> [Request]: Reproduce the stretch of the checkpointing thread from "(I hope that" through "unrelated to edg.", word for word.
──────── Text to read
Hi,
On Thu, 27 Mar 2003, Stephen Burke wrote:
> On Thu, 27 Mar 2003, Steve Traylen wrote:
> > As some point soon checkpointing comes into WP1 job submission
> > components. I think the theory is that at sensible points in the job the
> > state is recorded so it can be resumed from that point. I expect
> > there is something on the WP1 website.
>
> That's true, but it may well be that at least in HEP people don't use it
> because it's usually fairly easy to re-run jobs. On the other hand that
> also means that having jobs cancelled is not that disastrous. Actually
> with the current efficiency you might not notice the effect of a site
> deliberately killing jobs!
>
I think that people are quite likely to use checkpointing (if we did then
it would not have been implemented). I thought the efficiency was pretty
high (even if it does involve re-submission) at the moment for example...
(I hope that it is OK to forward your mail Dominique... if not I
apologise)
XXXXXXXXXXXXXXXXXXXXXXXXXXXXXXXXXXXXXXXXXXXXXXXXXXXXXXXXXXXXXXXXXXXXXXXXXX
Date: Fri, 21 Mar 2003 04:35:24 +0100
From: Dominique Boutigny <[log in to unmask]>
To: Dr D J Colling <[log in to unmask]>, Gilbert Grosdidier
<[log in to unmask]>
Subject: Test result
Hi Dave and Gilbert,
The result of my last test with the BDII is 98% success, 1 job (over
100) has been lost, another one crashed but I think that it is due to a
problem at in2p3 which is unrelated to edg.
Cheers,
Dominique
XXXXXXXXXXXXXXXXXXXXXXXXXXXXXXXXXXXXXXXXXXXXXXXXXXXXXXXXXXXXXXXXXXXXXXXX
All the best,
david
|
────────────────
──────── Provided information
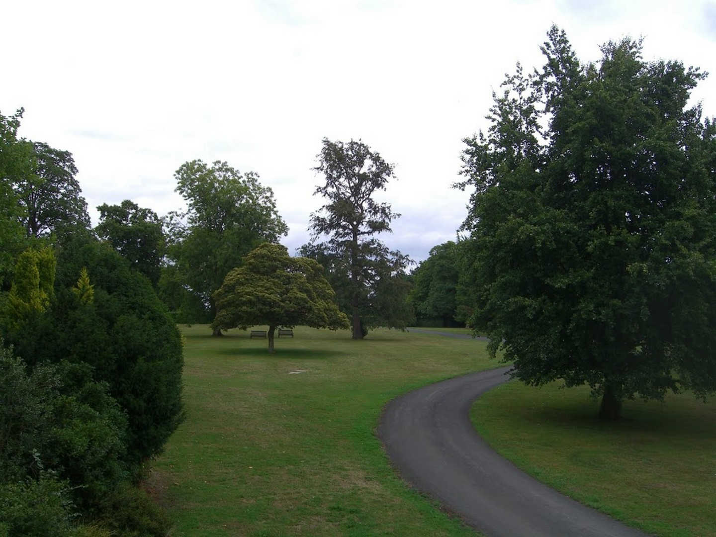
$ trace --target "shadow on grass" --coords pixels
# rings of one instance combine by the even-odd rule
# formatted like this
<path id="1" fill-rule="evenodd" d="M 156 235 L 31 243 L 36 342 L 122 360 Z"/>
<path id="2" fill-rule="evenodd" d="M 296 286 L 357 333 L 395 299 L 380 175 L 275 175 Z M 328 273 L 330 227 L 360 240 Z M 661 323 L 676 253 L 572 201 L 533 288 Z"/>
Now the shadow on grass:
<path id="1" fill-rule="evenodd" d="M 569 403 L 551 401 L 539 407 L 513 407 L 513 411 L 526 422 L 605 434 L 668 431 L 695 436 L 705 433 L 713 437 L 716 432 L 712 425 L 713 412 L 708 405 L 701 406 L 702 403 L 684 406 L 677 402 L 669 405 L 669 402 L 627 400 L 624 402 L 621 417 L 616 421 L 605 421 L 597 417 L 599 403 L 599 400 L 592 398 Z"/>
<path id="2" fill-rule="evenodd" d="M 339 351 L 327 351 L 324 349 L 281 349 L 276 347 L 276 352 L 268 354 L 266 347 L 242 347 L 232 349 L 216 349 L 215 354 L 223 356 L 251 356 L 253 358 L 290 358 L 291 359 L 327 359 L 344 356 L 346 353 Z"/>

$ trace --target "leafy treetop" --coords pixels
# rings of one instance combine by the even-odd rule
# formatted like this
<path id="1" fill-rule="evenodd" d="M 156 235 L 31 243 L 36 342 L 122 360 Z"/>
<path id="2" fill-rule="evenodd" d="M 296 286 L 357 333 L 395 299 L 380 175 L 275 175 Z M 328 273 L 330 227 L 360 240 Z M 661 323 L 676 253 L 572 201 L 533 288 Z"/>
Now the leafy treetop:
<path id="1" fill-rule="evenodd" d="M 214 294 L 213 326 L 246 329 L 266 324 L 269 352 L 273 352 L 277 326 L 348 328 L 348 319 L 334 302 L 334 296 L 316 261 L 291 257 L 285 246 L 264 243 L 227 274 Z"/>
<path id="2" fill-rule="evenodd" d="M 553 27 L 543 69 L 518 67 L 465 140 L 458 185 L 474 188 L 472 325 L 526 382 L 589 384 L 606 418 L 716 390 L 716 128 L 687 107 L 705 74 L 641 49 L 583 64 Z"/>
<path id="3" fill-rule="evenodd" d="M 168 301 L 192 304 L 200 310 L 187 312 L 187 316 L 213 319 L 212 294 L 228 271 L 261 243 L 278 241 L 288 226 L 276 211 L 273 190 L 263 186 L 253 172 L 242 174 L 225 162 L 209 166 L 192 160 L 182 165 L 175 177 L 176 190 L 188 211 L 170 215 L 169 256 L 175 264 L 167 271 L 163 287 L 188 292 L 188 296 L 168 297 Z"/>
<path id="4" fill-rule="evenodd" d="M 412 315 L 402 276 L 410 261 L 374 236 L 390 231 L 391 221 L 400 216 L 372 197 L 394 176 L 392 165 L 352 140 L 324 138 L 318 159 L 314 170 L 326 182 L 314 193 L 329 203 L 311 215 L 311 243 L 302 253 L 325 263 L 342 309 L 352 318 L 354 339 L 362 339 L 369 326 L 405 328 Z M 322 236 L 326 240 L 318 242 Z"/>

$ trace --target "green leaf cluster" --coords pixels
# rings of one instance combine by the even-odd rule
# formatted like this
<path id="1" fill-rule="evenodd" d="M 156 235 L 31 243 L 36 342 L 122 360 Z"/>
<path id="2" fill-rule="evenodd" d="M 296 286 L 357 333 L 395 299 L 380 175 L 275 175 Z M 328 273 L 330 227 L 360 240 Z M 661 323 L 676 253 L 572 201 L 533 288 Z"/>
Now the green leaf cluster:
<path id="1" fill-rule="evenodd" d="M 103 203 L 97 209 L 100 223 L 95 233 L 156 287 L 166 253 L 162 219 L 151 209 L 140 207 L 130 200 L 120 205 Z"/>
<path id="2" fill-rule="evenodd" d="M 170 266 L 160 293 L 178 318 L 211 321 L 213 293 L 229 271 L 263 242 L 278 242 L 288 233 L 274 192 L 253 172 L 241 173 L 225 162 L 182 165 L 175 173 L 176 191 L 188 205 L 166 221 Z"/>
<path id="3" fill-rule="evenodd" d="M 327 203 L 311 215 L 311 242 L 302 255 L 326 269 L 342 311 L 352 319 L 353 338 L 369 328 L 405 329 L 413 315 L 407 301 L 407 256 L 391 251 L 374 236 L 390 231 L 400 214 L 373 195 L 394 176 L 393 165 L 362 141 L 323 140 L 314 170 L 326 178 L 314 194 Z"/>
<path id="4" fill-rule="evenodd" d="M 291 257 L 285 246 L 264 243 L 226 275 L 214 294 L 213 326 L 266 324 L 271 334 L 277 326 L 297 324 L 347 329 L 348 318 L 334 302 L 334 296 L 316 261 Z"/>

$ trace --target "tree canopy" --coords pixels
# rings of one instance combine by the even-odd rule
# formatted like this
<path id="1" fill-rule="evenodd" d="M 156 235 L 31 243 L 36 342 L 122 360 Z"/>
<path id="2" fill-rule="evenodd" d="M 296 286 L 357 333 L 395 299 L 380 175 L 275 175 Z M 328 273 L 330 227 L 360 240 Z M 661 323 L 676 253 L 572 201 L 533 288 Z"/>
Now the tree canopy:
<path id="1" fill-rule="evenodd" d="M 97 209 L 100 211 L 100 223 L 95 228 L 97 236 L 111 244 L 156 286 L 166 250 L 161 218 L 130 200 L 120 205 L 103 203 Z"/>
<path id="2" fill-rule="evenodd" d="M 716 389 L 716 127 L 689 107 L 705 74 L 641 42 L 580 62 L 553 27 L 541 70 L 495 95 L 459 185 L 473 326 L 531 384 L 624 398 Z"/>
<path id="3" fill-rule="evenodd" d="M 439 320 L 443 326 L 457 324 L 459 268 L 455 243 L 448 241 L 430 248 L 430 256 L 412 273 L 410 301 L 419 319 Z"/>
<path id="4" fill-rule="evenodd" d="M 352 140 L 324 138 L 318 159 L 314 170 L 326 183 L 314 194 L 328 203 L 311 215 L 311 243 L 301 253 L 326 267 L 341 309 L 352 318 L 354 339 L 362 339 L 369 327 L 405 328 L 412 317 L 404 278 L 410 261 L 374 236 L 390 231 L 391 221 L 400 216 L 372 197 L 394 176 L 392 165 Z"/>
<path id="5" fill-rule="evenodd" d="M 279 216 L 274 192 L 253 172 L 242 174 L 225 162 L 182 165 L 175 173 L 176 190 L 188 210 L 169 221 L 173 265 L 163 282 L 167 301 L 197 321 L 216 315 L 212 295 L 242 258 L 263 242 L 277 242 L 288 233 Z M 171 294 L 180 296 L 168 296 Z M 215 334 L 221 334 L 218 331 Z"/>
<path id="6" fill-rule="evenodd" d="M 14 178 L 30 173 L 32 147 L 17 137 L 23 110 L 11 116 L 0 114 L 0 289 L 8 284 L 14 256 L 23 249 L 24 212 L 13 188 Z"/>
<path id="7" fill-rule="evenodd" d="M 348 318 L 334 301 L 335 294 L 314 259 L 291 257 L 285 246 L 264 243 L 251 251 L 214 293 L 213 326 L 246 329 L 268 326 L 268 352 L 277 326 L 303 324 L 347 329 Z"/>
<path id="8" fill-rule="evenodd" d="M 30 173 L 14 178 L 27 236 L 49 235 L 58 228 L 89 228 L 87 203 L 74 177 L 77 168 L 72 154 L 42 142 L 33 142 L 32 151 Z"/>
────────────────
> [Task solution]:
(I hope that it is OK to forward your mail Dominique... if not I
apologise)
XXXXXXXXXXXXXXXXXXXXXXXXXXXXXXXXXXXXXXXXXXXXXXXXXXXXXXXXXXXXXXXXXXXXXXXXXX
Date: Fri, 21 Mar 2003 04:35:24 +0100
From: Dominique Boutigny <[log in to unmask]>
To: Dr D J Colling <[log in to unmask]>, Gilbert Grosdidier
<[log in to unmask]>
Subject: Test result
Hi Dave and Gilbert,
The result of my last test with the BDII is 98% success, 1 job (over
100) has been lost, another one crashed but I think that it is due to a
problem at in2p3 which is unrelated to edg.